Physical Therapy Works as well as, sometimes even better than, surgery for Carpal Tunnel Syndrome
A compelling argument for physical therapy vs. surgery for carpal tunnel syndrome
How compelling? Researchers found similar improvement in self-reported function and CTS symptoms severity for both surgical and physical therapy patients after 1 year, but the physical therapy group reported more significant gains in the first month. That speedier gain early on is worth noting, researchers believe, because it allows those patients to return to work and other activities sooner than their peers who underwent surgery. Results were published in the Journal of Orthopedic and Sports Physical therapy.
The study, conducted in Spain, focused on 100 women who had experience CTS symptoms for at least a year, including pain and paresthesia in the median nerve distribution, positive Tinel sign, and positive Phalen sign. Participants also underwent electrodiagnostic examination to verify deficits in sensory and motor median nerve conduction.
- - - - -
=== Exercise instructions ===
[a] Reproduce the carpal tunnel article above word for word, from "The study, conducted" to "median nerve conduction.", inclusive.
[b] Carry on the carpal tunnel article from where it stops.

[Stored data entries]
- - - - -
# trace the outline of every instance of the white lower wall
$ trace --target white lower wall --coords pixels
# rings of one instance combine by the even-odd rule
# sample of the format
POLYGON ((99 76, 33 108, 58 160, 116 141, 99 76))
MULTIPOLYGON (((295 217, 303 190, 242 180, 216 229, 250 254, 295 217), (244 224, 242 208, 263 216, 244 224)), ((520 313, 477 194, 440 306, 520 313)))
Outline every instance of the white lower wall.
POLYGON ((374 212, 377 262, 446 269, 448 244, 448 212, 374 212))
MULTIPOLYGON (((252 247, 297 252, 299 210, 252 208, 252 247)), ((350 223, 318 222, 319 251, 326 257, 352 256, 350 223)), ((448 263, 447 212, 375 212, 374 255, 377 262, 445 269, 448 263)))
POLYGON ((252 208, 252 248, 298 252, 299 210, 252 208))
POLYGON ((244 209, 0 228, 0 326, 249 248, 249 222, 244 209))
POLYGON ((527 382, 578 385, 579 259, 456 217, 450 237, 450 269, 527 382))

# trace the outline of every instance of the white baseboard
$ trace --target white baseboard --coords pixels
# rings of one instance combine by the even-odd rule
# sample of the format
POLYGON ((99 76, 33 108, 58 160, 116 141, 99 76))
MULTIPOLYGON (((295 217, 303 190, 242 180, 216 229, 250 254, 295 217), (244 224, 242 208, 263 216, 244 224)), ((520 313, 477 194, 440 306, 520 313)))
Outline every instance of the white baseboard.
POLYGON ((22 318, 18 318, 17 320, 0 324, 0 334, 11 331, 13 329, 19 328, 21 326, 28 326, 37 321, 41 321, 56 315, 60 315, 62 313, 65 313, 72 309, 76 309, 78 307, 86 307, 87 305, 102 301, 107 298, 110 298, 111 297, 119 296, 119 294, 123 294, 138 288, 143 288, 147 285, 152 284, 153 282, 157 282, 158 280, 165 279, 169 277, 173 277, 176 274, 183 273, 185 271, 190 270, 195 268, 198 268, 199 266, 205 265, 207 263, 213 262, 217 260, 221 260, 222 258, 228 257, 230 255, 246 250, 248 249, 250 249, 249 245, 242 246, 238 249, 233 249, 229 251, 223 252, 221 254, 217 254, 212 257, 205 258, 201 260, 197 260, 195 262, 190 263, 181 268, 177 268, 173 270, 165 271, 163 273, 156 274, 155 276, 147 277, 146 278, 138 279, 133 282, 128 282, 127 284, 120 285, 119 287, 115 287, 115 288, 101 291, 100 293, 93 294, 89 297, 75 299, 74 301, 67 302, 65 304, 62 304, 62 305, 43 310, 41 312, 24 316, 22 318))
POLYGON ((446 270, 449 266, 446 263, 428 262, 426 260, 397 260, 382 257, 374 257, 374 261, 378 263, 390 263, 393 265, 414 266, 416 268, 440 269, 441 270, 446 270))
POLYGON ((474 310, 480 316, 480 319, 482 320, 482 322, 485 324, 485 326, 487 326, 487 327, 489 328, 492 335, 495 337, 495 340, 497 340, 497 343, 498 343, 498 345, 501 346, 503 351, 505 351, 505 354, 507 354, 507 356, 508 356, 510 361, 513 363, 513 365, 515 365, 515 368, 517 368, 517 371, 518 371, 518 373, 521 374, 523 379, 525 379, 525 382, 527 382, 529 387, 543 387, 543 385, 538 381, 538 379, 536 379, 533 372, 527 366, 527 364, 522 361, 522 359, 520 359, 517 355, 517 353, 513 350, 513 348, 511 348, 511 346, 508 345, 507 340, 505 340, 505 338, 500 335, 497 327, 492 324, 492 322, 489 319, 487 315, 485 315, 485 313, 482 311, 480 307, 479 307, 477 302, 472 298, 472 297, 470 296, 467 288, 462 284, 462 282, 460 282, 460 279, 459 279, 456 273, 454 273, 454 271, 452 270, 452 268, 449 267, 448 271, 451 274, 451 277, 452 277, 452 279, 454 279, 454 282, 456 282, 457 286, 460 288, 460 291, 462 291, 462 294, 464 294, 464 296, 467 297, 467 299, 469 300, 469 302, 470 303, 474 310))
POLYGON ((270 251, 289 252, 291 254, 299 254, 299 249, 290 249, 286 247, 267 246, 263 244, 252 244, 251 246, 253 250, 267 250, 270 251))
- - - - -
=== Numbered responses ===
[a]
The study, conducted in Spain, focused on 100 women who had experience CTS symptoms for at least a year, including pain and paresthesia in the median nerve distribution, positive Tinel sign, and positive Phalen sign. Participants also underwent electrodiagnostic examination to verify deficits in sensory and motor median nerve conduction.

[b]
Once accepted into the program, the women were randomly divided into 2 groups of 50. One group received endoscopic decompression and release of carpal tunnel through surgery. The other group received 3 treatment sessions of manual therapies that targeting areas “anatomically related to potential entrapment of the median nerve (e.g., shoulder, elbow, forearm, wrist and fingers), “ as well as the cervical spine (more on that later).
Patients in the physical therapy group also received cervical spine exercises for stretching neck muscles, which they were encourage to perform at home during the follow-up period as needed. Based on earlier studies by others, the researchers hypothesized that patients with CTS also were experiencing limits on cervical range of motion, area as well. Ultimately, the cervical work didn’t result in any notable changes in cervical range of motion for the women in either group.
But a different story surfaced when it came to improvement in self-reported function as measured through the Boston Carpal Tunnel Questionnaire (BCTQ) as well as pinch-tip grip force. The physical therapy group shoed average 1-month gains that exceeded those of the surgery group by nearly 1 point on the 5-pint BCTQ scale. Pinch-tip grip force improvements also bettered the surgery group a the 1-month mark. When reassessed at 6 and 12 months, however, the groups posted similar scores on both assessments.
“The findings of the current study have potential clinical implications and open new lines of research.” The authors wrote. “Because better short-term outcomes were found with manual therapy, patients may be able to return earlier to their activities of daily living and work when they receive manual therapy, compared to those who undergo surgery.”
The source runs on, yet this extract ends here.